### [REQUIREMENTS]
Reproduce the following data line for line, without changing anything.

── EXTRACTED DATA ──

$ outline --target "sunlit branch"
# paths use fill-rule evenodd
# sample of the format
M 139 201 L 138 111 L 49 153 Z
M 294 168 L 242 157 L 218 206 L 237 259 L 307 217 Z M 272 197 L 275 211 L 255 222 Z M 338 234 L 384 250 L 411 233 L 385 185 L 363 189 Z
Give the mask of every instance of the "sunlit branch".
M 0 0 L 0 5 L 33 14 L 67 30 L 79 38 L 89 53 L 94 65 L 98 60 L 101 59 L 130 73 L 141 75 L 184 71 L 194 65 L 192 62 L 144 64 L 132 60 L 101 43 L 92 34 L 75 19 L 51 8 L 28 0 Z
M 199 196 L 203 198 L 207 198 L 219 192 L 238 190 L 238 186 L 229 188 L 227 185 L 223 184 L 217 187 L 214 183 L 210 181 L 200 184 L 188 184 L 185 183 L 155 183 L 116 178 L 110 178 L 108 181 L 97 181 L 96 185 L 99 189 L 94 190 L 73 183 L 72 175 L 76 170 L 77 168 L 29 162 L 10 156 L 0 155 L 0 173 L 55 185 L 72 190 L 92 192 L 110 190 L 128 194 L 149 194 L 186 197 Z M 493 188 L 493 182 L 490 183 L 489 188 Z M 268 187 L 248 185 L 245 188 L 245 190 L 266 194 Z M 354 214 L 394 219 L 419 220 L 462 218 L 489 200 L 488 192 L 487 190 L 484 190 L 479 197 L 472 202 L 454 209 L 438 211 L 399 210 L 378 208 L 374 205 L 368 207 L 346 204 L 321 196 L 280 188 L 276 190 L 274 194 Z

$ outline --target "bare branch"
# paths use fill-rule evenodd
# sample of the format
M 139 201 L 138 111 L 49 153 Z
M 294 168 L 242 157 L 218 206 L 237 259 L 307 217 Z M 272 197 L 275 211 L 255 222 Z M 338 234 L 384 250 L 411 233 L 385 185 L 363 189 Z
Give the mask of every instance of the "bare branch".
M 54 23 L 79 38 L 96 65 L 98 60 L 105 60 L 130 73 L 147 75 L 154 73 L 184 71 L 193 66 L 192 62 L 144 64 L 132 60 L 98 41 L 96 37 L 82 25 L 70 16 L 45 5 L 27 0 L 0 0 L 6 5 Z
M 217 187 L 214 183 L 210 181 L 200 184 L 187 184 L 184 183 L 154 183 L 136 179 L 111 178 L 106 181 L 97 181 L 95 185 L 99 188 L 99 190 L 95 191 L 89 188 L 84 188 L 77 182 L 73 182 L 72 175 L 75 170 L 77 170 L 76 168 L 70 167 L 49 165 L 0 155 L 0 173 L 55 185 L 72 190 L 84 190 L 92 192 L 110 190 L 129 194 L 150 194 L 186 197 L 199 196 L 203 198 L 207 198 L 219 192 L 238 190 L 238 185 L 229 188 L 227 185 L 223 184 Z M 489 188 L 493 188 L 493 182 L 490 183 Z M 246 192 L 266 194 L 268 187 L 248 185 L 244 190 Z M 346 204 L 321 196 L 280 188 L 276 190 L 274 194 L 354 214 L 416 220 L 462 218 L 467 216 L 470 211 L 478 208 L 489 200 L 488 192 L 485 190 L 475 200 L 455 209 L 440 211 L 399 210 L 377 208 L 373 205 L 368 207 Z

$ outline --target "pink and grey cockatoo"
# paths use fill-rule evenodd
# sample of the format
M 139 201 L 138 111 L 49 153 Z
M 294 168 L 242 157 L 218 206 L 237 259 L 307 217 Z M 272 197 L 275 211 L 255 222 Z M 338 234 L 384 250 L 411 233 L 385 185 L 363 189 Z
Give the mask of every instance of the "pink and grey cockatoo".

───

### [FULL RESPONSE]
$ outline --target "sunlit branch"
# paths use fill-rule evenodd
# sample of the format
M 139 201 L 138 111 L 49 153 Z
M 294 168 L 242 157 L 218 206 L 237 259 L 307 217 Z M 272 197 L 275 211 L 255 222 Z M 338 234 L 384 250 L 411 233 L 385 185 L 363 189 Z
Give the mask of every instance of the "sunlit branch".
M 0 0 L 0 5 L 33 14 L 67 30 L 79 38 L 89 53 L 94 65 L 98 60 L 101 59 L 130 73 L 141 75 L 184 71 L 194 65 L 192 62 L 144 64 L 132 60 L 101 43 L 92 34 L 75 19 L 51 8 L 28 0 Z
M 199 196 L 203 198 L 207 198 L 219 192 L 238 190 L 238 186 L 229 188 L 227 185 L 223 184 L 217 187 L 214 183 L 210 181 L 200 184 L 188 184 L 185 183 L 155 183 L 116 178 L 110 178 L 108 181 L 97 181 L 96 185 L 99 189 L 94 190 L 73 183 L 72 175 L 76 170 L 77 168 L 29 162 L 10 156 L 0 155 L 0 173 L 55 185 L 72 190 L 92 192 L 110 190 L 128 194 L 149 194 L 186 197 Z M 493 188 L 493 182 L 490 183 L 489 188 Z M 268 187 L 248 185 L 245 188 L 245 190 L 266 194 Z M 354 214 L 394 219 L 419 220 L 462 218 L 489 200 L 488 192 L 487 190 L 484 190 L 479 197 L 472 202 L 454 209 L 438 211 L 399 210 L 378 208 L 374 205 L 368 207 L 346 204 L 321 196 L 280 188 L 276 190 L 274 194 Z

$ outline --target "bare branch"
# paths use fill-rule evenodd
# sample of the format
M 139 201 L 138 111 L 49 153 Z
M 294 168 L 242 157 L 218 206 L 237 259 L 307 217 Z M 272 197 L 275 211 L 255 222 Z M 338 234 L 384 250 L 411 233 L 385 185 L 363 189 Z
Give the mask of every instance of the "bare branch".
M 54 23 L 79 38 L 96 65 L 98 60 L 105 60 L 130 73 L 147 75 L 154 73 L 184 71 L 193 66 L 192 62 L 144 64 L 132 60 L 98 41 L 96 37 L 82 25 L 70 16 L 45 5 L 27 0 L 0 0 L 6 5 Z
M 217 187 L 214 183 L 210 181 L 200 184 L 187 184 L 184 183 L 154 183 L 136 179 L 111 178 L 106 181 L 97 181 L 95 185 L 99 188 L 99 190 L 95 191 L 89 188 L 84 188 L 77 182 L 73 182 L 72 175 L 75 170 L 77 170 L 76 168 L 70 167 L 49 165 L 0 155 L 0 173 L 55 185 L 72 190 L 84 190 L 92 192 L 110 190 L 129 194 L 150 194 L 186 197 L 199 196 L 203 198 L 207 198 L 219 192 L 238 190 L 238 185 L 229 188 L 227 185 L 223 184 Z M 489 188 L 493 188 L 493 182 L 490 183 Z M 246 192 L 266 194 L 268 187 L 248 185 L 244 190 Z M 346 204 L 321 196 L 280 188 L 276 190 L 274 194 L 354 214 L 416 220 L 462 218 L 467 216 L 470 211 L 478 208 L 489 200 L 488 192 L 485 190 L 475 200 L 455 209 L 440 211 L 399 210 L 377 208 L 373 205 L 368 207 Z

$ outline --target "pink and grey cockatoo"
# paths use fill-rule evenodd
# sample of the format
M 139 201 L 138 111 L 49 153 Z
M 294 168 L 242 157 L 218 206 L 237 259 L 307 217 Z M 272 197 L 275 211 L 255 222 Z M 338 234 L 384 250 L 411 233 L 385 185 L 363 189 Z
Give the mask of every instance of the "pink and grey cockatoo".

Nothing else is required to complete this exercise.